#### Work task:
Every line from the one with "Target: street light pole" to the end of the entries, both included, is to be copied exactly; the other lines stay out.

____ Material provided

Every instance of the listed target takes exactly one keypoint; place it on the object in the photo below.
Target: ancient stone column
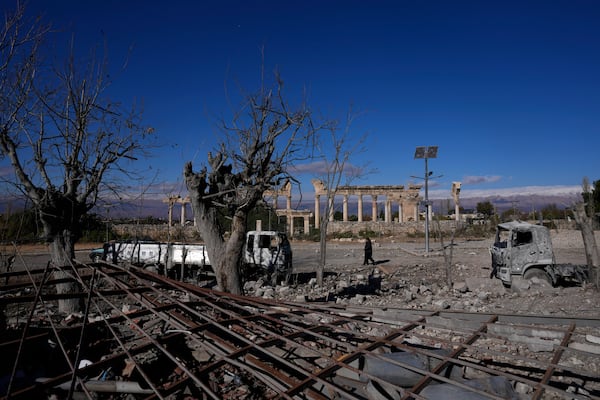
(183, 213)
(456, 196)
(317, 210)
(345, 208)
(374, 208)
(330, 202)
(388, 210)
(359, 207)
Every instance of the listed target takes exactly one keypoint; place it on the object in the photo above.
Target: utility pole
(426, 152)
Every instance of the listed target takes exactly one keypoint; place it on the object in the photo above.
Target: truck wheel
(539, 274)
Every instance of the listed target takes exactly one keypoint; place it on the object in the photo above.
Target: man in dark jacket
(368, 252)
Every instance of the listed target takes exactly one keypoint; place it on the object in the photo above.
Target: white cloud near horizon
(475, 180)
(558, 190)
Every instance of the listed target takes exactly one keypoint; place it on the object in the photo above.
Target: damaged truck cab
(525, 250)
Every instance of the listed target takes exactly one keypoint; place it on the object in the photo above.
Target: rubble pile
(141, 335)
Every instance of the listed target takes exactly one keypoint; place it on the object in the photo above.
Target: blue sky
(508, 90)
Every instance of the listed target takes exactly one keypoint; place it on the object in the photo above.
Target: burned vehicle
(524, 250)
(265, 253)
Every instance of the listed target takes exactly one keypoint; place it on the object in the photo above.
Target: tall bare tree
(63, 137)
(335, 151)
(264, 138)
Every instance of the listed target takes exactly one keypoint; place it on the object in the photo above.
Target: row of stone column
(388, 206)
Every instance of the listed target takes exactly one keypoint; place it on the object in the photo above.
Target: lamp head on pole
(426, 152)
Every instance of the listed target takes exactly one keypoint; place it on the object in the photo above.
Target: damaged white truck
(265, 252)
(524, 250)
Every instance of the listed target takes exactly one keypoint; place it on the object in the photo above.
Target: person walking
(368, 252)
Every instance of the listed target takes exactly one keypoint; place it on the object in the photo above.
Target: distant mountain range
(523, 199)
(524, 202)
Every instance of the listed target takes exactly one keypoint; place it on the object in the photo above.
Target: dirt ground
(404, 277)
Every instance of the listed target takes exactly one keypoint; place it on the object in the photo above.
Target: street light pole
(426, 152)
(426, 208)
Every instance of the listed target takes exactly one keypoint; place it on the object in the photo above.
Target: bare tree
(63, 138)
(335, 152)
(259, 146)
(584, 214)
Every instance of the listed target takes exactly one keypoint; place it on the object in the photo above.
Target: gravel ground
(404, 277)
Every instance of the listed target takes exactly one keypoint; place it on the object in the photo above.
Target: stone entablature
(407, 200)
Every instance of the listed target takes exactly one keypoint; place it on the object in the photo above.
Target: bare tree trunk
(225, 256)
(585, 224)
(448, 254)
(62, 253)
(323, 251)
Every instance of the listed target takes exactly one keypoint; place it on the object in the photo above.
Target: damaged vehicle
(265, 253)
(524, 250)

________

#### Response area:
Target: street light pole
(426, 152)
(426, 208)
Every instance of the listed target takes exactly one keypoint; place it on the object in the photo above.
Target: bare tree
(63, 138)
(335, 152)
(259, 146)
(584, 214)
Every instance of the listed target takes exactly one keypoint; place it on the object in the photo above.
Target: gravel ground
(404, 277)
Every instance of the listed target takes exactly one keypoint; place it on the object in the photo above.
Target: stone entablature
(407, 200)
Every instance of the listed target takes exactly one keypoint; place it on the object in the photo above.
Target: bare tree trunk
(225, 256)
(585, 224)
(448, 254)
(62, 253)
(323, 251)
Every instance of the listed target takes exactly one keypoint; place it on the object in the photo above.
Target: damaged vehicle
(265, 253)
(524, 250)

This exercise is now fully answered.